= Requirement =
Convert the rows below, from the line that contains "reads [[572, 95]]." through the line that contains "[[136, 232]]", into a JSON list of strings with one string per line and blank lines left out.

= Entries from a pointing dataset =
* * * * *
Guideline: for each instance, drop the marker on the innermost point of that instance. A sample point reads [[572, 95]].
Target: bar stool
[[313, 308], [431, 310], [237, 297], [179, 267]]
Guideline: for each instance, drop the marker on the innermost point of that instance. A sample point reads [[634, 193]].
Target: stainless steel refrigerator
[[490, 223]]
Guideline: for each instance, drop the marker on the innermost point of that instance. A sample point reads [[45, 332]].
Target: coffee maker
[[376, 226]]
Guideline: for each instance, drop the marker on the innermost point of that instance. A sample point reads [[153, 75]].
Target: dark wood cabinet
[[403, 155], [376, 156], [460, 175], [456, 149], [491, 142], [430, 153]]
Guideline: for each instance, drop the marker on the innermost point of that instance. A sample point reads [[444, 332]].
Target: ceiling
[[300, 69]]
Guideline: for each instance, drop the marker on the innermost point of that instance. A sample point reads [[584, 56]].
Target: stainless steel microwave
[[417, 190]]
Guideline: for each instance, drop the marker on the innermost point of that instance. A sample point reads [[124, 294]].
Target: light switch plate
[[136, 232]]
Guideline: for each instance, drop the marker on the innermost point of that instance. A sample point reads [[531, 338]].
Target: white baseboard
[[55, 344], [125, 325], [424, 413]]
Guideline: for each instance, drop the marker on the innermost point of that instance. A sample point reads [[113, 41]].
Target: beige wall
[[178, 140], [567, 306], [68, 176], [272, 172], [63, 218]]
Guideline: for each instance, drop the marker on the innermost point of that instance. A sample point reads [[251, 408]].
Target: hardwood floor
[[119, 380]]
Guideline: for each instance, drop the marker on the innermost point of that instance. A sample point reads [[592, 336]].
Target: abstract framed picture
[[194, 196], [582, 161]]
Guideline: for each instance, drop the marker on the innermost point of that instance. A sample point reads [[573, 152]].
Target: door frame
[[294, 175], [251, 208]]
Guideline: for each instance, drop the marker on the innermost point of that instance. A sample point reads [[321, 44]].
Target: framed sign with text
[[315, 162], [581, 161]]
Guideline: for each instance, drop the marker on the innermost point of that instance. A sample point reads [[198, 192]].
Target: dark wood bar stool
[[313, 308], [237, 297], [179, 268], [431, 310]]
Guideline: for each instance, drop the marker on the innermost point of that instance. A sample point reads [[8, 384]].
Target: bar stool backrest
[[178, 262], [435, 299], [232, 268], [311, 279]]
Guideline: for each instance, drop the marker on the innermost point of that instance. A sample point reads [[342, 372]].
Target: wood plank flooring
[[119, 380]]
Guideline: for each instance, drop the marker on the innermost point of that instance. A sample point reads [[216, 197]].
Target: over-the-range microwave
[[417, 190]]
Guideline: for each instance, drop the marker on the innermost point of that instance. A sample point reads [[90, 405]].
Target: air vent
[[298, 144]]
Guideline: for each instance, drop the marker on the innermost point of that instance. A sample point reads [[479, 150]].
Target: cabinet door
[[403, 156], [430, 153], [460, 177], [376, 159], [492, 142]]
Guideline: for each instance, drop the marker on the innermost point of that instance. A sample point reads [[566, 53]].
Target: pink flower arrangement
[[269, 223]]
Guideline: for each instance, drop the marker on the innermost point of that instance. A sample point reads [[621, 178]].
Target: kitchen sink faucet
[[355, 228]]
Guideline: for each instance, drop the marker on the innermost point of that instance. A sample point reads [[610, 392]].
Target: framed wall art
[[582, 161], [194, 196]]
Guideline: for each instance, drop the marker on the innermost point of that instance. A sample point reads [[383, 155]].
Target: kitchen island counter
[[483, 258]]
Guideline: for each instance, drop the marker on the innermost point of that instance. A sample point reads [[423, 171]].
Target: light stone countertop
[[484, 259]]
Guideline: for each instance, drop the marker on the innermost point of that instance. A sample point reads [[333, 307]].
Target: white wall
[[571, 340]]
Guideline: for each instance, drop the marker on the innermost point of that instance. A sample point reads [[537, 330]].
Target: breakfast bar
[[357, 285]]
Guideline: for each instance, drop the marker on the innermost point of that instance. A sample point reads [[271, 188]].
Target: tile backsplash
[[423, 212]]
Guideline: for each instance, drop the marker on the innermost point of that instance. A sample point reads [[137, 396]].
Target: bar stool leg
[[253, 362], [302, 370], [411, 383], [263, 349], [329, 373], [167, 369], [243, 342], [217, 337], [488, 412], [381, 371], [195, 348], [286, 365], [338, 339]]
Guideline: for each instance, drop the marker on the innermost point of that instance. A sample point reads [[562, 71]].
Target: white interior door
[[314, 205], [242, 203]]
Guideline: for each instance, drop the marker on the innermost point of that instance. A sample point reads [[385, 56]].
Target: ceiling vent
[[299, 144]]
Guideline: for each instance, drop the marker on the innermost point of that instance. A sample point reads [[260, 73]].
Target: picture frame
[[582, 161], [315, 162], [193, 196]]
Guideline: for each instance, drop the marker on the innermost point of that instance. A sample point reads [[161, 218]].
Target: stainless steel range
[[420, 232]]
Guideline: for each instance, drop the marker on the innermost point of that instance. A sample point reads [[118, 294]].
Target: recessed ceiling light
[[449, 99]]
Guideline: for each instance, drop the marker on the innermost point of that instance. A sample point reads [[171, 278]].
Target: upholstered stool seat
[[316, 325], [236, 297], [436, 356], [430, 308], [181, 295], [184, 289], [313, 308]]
* * * * *
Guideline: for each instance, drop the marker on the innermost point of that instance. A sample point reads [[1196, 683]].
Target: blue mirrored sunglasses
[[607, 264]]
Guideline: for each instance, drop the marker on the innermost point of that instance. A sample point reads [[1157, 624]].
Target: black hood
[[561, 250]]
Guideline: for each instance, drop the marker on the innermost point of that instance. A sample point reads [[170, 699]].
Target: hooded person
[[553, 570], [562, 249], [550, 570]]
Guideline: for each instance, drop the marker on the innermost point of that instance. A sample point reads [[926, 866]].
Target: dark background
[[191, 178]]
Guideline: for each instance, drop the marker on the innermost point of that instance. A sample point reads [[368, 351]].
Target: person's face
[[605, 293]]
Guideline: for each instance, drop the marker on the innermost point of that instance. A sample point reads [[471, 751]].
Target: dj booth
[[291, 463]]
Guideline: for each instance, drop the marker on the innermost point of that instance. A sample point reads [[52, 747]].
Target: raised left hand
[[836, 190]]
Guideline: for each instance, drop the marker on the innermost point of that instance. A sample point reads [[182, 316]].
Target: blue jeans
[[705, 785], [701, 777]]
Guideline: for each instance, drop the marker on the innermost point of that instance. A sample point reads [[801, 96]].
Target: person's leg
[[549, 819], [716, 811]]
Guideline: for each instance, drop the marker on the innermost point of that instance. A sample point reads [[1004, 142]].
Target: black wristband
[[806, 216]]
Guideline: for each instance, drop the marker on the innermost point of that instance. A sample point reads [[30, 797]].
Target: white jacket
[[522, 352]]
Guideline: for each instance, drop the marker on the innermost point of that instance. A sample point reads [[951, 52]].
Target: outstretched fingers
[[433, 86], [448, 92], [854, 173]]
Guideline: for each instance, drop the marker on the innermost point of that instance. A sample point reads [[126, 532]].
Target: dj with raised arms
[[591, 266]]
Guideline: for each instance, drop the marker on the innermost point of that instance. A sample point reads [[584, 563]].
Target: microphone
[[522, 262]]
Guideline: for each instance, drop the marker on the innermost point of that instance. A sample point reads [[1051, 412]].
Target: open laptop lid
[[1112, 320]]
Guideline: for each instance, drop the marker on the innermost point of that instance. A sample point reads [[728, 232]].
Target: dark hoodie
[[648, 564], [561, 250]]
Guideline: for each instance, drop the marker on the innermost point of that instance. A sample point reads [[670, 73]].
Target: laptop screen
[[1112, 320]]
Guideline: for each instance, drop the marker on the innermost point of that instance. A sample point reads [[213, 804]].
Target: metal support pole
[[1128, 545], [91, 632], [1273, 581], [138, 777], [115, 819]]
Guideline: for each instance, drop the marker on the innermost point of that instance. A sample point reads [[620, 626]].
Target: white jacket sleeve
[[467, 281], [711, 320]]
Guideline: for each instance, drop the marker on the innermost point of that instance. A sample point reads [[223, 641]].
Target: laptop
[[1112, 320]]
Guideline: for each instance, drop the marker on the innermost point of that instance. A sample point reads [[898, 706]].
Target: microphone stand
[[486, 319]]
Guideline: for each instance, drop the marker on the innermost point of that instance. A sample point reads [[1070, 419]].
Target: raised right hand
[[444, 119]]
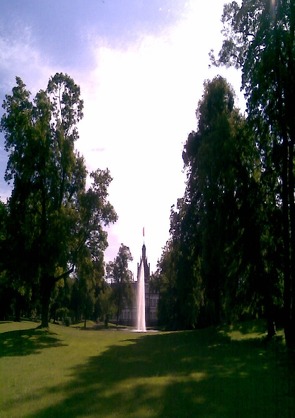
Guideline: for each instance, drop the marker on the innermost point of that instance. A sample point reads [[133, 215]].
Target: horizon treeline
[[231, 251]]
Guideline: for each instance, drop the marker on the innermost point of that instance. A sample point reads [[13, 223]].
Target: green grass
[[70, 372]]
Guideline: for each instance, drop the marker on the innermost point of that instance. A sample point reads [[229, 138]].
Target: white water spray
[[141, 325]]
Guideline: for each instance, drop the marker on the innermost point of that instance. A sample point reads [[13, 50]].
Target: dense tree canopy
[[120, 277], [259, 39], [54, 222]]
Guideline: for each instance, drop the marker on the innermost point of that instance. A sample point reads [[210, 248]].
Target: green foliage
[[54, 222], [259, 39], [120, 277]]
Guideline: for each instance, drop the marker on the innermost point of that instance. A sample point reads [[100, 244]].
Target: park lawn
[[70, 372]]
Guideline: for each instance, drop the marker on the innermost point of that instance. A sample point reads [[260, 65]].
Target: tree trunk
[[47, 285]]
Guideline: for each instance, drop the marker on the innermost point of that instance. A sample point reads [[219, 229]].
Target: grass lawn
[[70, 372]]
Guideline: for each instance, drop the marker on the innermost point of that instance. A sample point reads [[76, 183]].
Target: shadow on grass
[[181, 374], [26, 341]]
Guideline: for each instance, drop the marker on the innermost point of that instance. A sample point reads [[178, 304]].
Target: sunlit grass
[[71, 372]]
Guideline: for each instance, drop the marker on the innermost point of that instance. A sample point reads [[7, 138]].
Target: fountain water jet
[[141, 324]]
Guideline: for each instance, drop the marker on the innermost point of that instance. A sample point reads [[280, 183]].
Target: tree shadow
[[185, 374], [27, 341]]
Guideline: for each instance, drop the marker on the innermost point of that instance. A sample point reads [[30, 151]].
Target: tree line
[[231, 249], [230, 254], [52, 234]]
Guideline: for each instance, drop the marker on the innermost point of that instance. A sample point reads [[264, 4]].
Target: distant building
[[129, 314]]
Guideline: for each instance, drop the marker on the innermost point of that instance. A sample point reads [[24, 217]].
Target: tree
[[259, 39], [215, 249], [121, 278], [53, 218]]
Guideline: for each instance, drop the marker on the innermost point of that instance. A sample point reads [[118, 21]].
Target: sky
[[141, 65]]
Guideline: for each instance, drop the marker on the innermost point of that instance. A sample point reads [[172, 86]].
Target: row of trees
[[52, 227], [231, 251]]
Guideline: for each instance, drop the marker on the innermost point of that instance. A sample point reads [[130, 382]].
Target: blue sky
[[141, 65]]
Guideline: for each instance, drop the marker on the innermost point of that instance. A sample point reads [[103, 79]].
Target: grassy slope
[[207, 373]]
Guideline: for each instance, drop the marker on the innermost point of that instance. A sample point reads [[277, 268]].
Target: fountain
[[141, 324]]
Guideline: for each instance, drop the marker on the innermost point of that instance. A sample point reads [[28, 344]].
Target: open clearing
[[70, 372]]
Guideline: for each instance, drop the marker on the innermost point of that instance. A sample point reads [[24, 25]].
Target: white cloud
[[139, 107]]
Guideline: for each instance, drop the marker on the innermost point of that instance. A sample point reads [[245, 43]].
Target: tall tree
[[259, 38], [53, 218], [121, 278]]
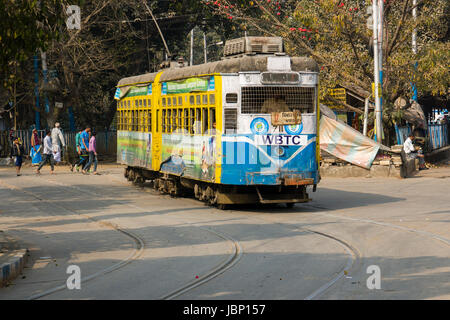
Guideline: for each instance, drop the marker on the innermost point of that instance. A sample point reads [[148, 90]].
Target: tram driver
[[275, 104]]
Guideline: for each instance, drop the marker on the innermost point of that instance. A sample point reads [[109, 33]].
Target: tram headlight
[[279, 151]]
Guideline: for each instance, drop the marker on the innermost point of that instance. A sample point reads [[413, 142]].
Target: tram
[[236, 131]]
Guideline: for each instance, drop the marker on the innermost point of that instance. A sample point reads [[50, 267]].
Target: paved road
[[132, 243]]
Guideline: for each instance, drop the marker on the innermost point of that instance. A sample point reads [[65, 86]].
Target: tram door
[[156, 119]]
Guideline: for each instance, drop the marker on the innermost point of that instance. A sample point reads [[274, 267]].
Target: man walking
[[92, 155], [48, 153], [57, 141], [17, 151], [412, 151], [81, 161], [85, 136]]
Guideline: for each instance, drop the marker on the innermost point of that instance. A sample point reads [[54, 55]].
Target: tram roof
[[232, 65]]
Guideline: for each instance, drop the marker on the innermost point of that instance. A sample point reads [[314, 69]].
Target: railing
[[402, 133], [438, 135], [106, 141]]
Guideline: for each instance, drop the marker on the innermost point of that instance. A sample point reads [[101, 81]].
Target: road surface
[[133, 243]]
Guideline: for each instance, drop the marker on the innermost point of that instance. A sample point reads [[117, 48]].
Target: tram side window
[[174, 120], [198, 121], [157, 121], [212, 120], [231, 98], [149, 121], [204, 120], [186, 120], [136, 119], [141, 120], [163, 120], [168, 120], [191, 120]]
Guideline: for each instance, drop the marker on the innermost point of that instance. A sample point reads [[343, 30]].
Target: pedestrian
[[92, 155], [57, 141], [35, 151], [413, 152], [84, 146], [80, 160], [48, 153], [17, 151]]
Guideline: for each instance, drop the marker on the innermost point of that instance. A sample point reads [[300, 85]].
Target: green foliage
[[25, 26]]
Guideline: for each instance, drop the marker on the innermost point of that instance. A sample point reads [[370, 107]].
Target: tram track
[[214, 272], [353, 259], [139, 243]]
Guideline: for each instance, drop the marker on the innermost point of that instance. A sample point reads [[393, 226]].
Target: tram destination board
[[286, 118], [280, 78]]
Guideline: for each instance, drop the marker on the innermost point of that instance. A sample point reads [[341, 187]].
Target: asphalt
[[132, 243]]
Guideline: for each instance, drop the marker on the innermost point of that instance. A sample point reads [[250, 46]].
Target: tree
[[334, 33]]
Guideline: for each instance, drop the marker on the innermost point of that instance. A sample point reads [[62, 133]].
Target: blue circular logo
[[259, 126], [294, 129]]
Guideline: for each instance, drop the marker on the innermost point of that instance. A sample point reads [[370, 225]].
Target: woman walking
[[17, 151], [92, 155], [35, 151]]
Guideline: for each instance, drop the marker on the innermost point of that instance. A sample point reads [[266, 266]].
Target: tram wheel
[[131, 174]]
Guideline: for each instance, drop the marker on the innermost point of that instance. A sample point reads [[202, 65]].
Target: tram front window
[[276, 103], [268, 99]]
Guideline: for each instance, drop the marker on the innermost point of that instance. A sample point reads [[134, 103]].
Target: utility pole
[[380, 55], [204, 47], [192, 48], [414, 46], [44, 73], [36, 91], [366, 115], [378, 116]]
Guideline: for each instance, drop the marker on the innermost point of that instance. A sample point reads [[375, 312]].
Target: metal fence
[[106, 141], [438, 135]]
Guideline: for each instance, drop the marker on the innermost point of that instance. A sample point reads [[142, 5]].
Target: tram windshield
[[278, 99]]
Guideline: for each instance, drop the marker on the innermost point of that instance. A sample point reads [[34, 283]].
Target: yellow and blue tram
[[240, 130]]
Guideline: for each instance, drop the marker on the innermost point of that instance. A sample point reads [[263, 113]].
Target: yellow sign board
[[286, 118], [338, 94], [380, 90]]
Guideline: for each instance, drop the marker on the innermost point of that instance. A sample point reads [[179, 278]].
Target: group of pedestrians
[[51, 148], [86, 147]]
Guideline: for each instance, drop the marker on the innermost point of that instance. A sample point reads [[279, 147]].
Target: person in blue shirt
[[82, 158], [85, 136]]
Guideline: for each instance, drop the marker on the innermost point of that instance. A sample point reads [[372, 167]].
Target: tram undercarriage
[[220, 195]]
* * * * *
= Solved problem =
[
  "Guideline: for each instance, drop the marker on the innermost point of that instance. A sample point reads [[572, 95]].",
  "Target: bar stool",
  "[[313, 308], [431, 310], [237, 297], [179, 267]]",
  "Guideline: for each instance, drop the marker on the innermost point of that instance. A sample point reads [[634, 193]].",
  "Target: stainless steel refrigerator",
  "[[490, 223]]",
  "Guideline: for each instance, drop the marker on the innermost point of that instance. A sample point reads [[45, 332]].",
  "Target: coffee maker",
  "[[376, 226]]",
  "Guideline: for each instance, drop the marker on the innermost point of that instance. A sample point reads [[153, 75]].",
  "Target: dark wood cabinet",
  "[[403, 155], [376, 156], [460, 175], [456, 149], [491, 142], [430, 153]]",
  "Guideline: for each instance, drop the marker on the innermost point of that instance. A sample point reads [[444, 332]].",
  "Target: ceiling",
  "[[300, 69]]",
  "Guideline: for each instance, drop the marker on the innermost point of that instance. A sample point reads [[584, 56]].",
  "Target: stainless steel microwave",
  "[[417, 190]]",
  "Guideline: for each instance, drop the marker on the innermost point of that instance. A sample point reads [[124, 294]].",
  "Target: light switch plate",
  "[[136, 232]]"
]